- **Document text**
* Start *

TTS Overview

This fork adds TTS narration to En Parlant~, turning annotated PGN files into spoken chess lessons. Step through any game and hear every comment read aloud with correct chess pronunciation.

Built for studying annotated master games and reviewing your own game debriefs without staring at the screen.

Providers

En Parlant~ supports five TTS providers:

Provider	Type	Quality	Setup	Languages
ElevenLabs	Cloud API	Exceptional	API key	8 languages
Google Cloud	Cloud API	Very good (WaveNet)	API key	8 languages
KittenTTS	Local neural AI	Good	Python + venv	English only
System (OS Native)	OS built-in	Passable	None	OS-dependent
OpenTTS	Local Docker	Poor	Docker	European best

Hardware note: The local providers (KittenTTS and OpenTTS) run neural inference on your CPU. They need a modern multi-core processor (8+ cores recommended) to generate speech without noticeable lag. If your machine is older or low-power, use one of the cloud providers instead.

See the TTS Guide for detailed setup instructions for each provider.

What It Does

Load any PGN with annotations, press forward through the moves, and hear:

Move narration: “14, Rook e3. Good move.” (move number + spoken SAN + annotation quality)
Comment narration: Full commentary read aloud with chess terms pronounced correctly
Automatic playback: Audio triggers as you step through moves, or click the speaker icon on any comment to hear it on demand

Chess-Aware Text Preprocessing

The TTS engine doesn’t just read raw text — it understands chess notation:

Written in PGN	Spoken aloud
`Nf3`	”Knight f3”
`Bxe6+`	”Bishop takes e6, check”
`O-O-O`	”castles queenside”
`e8=Q#`	”e8 promotes to Queen, checkmate”
`Rae1`	”Rook a e1” (disambiguation)
`5.Qxd8+` (in comments)	“5, Queen takes d8, check”
`en prise`	”on preez” (French pronunciation)
`Ra8 is hanging`	”Rook on a8 is hanging”
`R vs R`	”Rook versus Rook”
`6...Bf5` (move number dots)	“6, Bishop f5” (natural pause, no “dot”)

Comments are cleaned before speaking: [%eval], [%cal], [%csl] tags are stripped. Leading quality words that duplicate the NAG symbol are removed (so ?? {BLUNDER. The rook hangs} doesn’t stutter “Blunder. Blunder.”).

* End *

- **Source excerpt**

* Start *

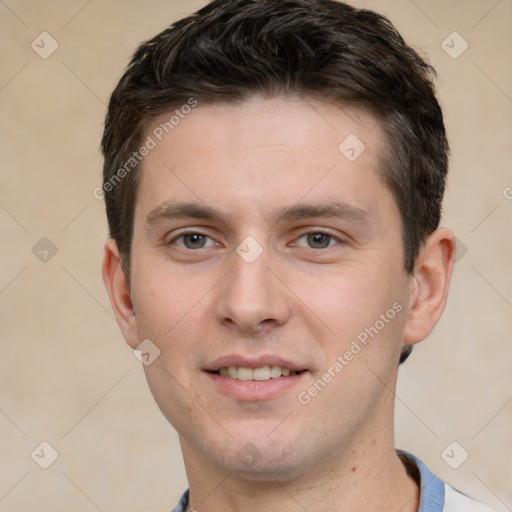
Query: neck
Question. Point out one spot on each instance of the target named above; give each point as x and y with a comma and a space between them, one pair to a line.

* End *

- **Challenges**
1. Can you reproduce word for word the section of the TTS overview that begins with the words "This fork adds" and ends with "correct chess pronunciation."?
2. Can you resume the En Parlant~ TTS overview after its last sentence and keep writing it?

- **Answers in order**
1.
This fork adds TTS narration to En Parlant~, turning annotated PGN files into spoken chess lessons. Step through any game and hear every comment read aloud with correct chess pronunciation.

2.
Caching

Every narration is cached in memory after the first generation. Stepping backward and forward through a game replays instantly from cache — no API calls. You can also precache an entire game tree in the background so there are zero pauses during playback.

The cache is keyed by provider:voiceId:lang:text, so changing the voice or provider creates separate cache entries. Changing playback speed does not invalidate the cache (speed is applied client-side).

A Clear Audio Cache button in Settings lets you force re-generation after editing annotations.

KittenTTS Hardware Requirements

KittenTTS runs a PyTorch neural network on your CPU. This is real ML inference, and it uses real computing power.

CPU Usage

During speech generation (typically 1-2 seconds per utterance), KittenTTS will use multiple CPU cores at high utilization. Between utterances, CPU usage drops to near zero. This is normal behavior for neural TTS inference.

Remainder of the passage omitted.